- _WHAT IS REQUIRED_
The entries are to be output in full, word for word.

Natural-language object grounding data
++++

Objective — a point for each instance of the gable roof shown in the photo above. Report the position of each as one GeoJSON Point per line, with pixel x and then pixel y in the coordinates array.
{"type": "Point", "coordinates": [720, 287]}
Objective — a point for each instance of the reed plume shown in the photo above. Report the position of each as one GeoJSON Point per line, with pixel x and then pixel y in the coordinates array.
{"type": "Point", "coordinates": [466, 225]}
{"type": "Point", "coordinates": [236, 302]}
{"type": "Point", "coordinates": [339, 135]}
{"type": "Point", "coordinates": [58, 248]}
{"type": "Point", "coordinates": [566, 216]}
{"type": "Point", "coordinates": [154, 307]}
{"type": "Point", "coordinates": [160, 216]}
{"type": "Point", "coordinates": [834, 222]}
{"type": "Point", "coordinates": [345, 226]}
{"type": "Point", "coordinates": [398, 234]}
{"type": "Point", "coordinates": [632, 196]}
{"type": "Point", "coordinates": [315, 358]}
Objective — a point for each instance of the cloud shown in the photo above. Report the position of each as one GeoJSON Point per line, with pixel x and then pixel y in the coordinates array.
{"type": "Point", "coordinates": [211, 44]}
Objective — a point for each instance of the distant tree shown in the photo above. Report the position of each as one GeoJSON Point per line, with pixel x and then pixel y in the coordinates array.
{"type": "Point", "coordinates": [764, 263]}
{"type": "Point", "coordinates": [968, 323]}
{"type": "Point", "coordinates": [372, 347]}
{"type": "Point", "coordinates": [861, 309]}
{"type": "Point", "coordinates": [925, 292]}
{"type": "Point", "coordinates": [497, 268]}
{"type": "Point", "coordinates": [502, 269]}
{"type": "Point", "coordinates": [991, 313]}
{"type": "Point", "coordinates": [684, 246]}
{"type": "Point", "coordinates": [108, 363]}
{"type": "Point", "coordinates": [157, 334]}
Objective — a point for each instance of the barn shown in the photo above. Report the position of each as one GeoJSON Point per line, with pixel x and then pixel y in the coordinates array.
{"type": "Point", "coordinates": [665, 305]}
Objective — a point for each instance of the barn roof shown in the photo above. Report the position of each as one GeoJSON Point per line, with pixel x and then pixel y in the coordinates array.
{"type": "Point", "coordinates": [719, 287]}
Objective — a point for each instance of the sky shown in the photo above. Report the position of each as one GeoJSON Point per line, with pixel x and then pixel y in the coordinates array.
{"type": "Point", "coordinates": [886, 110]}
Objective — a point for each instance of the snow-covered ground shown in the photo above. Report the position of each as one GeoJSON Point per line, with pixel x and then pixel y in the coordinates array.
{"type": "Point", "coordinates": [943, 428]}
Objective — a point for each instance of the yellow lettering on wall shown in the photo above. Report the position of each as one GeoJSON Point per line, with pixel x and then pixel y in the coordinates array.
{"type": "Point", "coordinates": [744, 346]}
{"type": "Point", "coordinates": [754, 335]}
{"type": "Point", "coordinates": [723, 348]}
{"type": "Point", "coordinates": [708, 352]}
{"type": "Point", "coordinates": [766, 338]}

++++

- _ANSWER TO THE EXERCISE_
Objective — a point for each instance of the gable roof shown in the photo above. Report the position of each as one GeoJSON Point per line, with pixel x and then pixel y in the coordinates array.
{"type": "Point", "coordinates": [720, 287]}
Objective — a point for each instance of the reed plume shown in the photo above. Report the position of each as one GeoJSON Point per line, with pixel x and then pixel y in the coordinates array.
{"type": "Point", "coordinates": [466, 225]}
{"type": "Point", "coordinates": [236, 302]}
{"type": "Point", "coordinates": [339, 135]}
{"type": "Point", "coordinates": [58, 248]}
{"type": "Point", "coordinates": [566, 216]}
{"type": "Point", "coordinates": [154, 307]}
{"type": "Point", "coordinates": [160, 216]}
{"type": "Point", "coordinates": [834, 222]}
{"type": "Point", "coordinates": [345, 226]}
{"type": "Point", "coordinates": [398, 234]}
{"type": "Point", "coordinates": [632, 196]}
{"type": "Point", "coordinates": [315, 358]}
Objective — a point for each instance of the cloud shown in the photo above. Report the position of each as one GeoJSON Point per line, with pixel x and then pixel y in the coordinates array.
{"type": "Point", "coordinates": [211, 44]}
Objective — a point for each instance of the distant tree shown in the photo above. Report the position of each as one GeoJSON Point per line, with pixel x and then pixel y in the coordinates array.
{"type": "Point", "coordinates": [764, 263]}
{"type": "Point", "coordinates": [968, 323]}
{"type": "Point", "coordinates": [372, 347]}
{"type": "Point", "coordinates": [861, 309]}
{"type": "Point", "coordinates": [925, 292]}
{"type": "Point", "coordinates": [497, 268]}
{"type": "Point", "coordinates": [502, 269]}
{"type": "Point", "coordinates": [991, 313]}
{"type": "Point", "coordinates": [684, 246]}
{"type": "Point", "coordinates": [108, 363]}
{"type": "Point", "coordinates": [157, 334]}
Objective — a point for each instance of the barn shown in the photo above. Report the position of each as one GeoJSON Point per line, with pixel x and then pixel y in the coordinates array.
{"type": "Point", "coordinates": [665, 305]}
Objective — a point for each instance of the barn roof shown in the photo above. Report the position of each as one GeoJSON Point per line, with pixel x and then pixel y in the coordinates array.
{"type": "Point", "coordinates": [719, 287]}
Objective — a point for each instance of the sky shown in the photo above. Report the position of each as one GeoJSON Point per line, with pixel x and then pixel y in the coordinates array.
{"type": "Point", "coordinates": [886, 110]}
Objective — a point for each instance of the snow-covered ground shown in the photo above. Report the position of each as one GeoJSON Point per line, with pixel x and then pixel y in the coordinates array.
{"type": "Point", "coordinates": [943, 428]}
Objective — a point for each instance of the yellow lettering on wall shown in the photo above. Report the position of each as one GeoJSON Point per line, with pixel x and then pixel y in the coordinates array.
{"type": "Point", "coordinates": [744, 346]}
{"type": "Point", "coordinates": [754, 335]}
{"type": "Point", "coordinates": [723, 348]}
{"type": "Point", "coordinates": [708, 352]}
{"type": "Point", "coordinates": [766, 338]}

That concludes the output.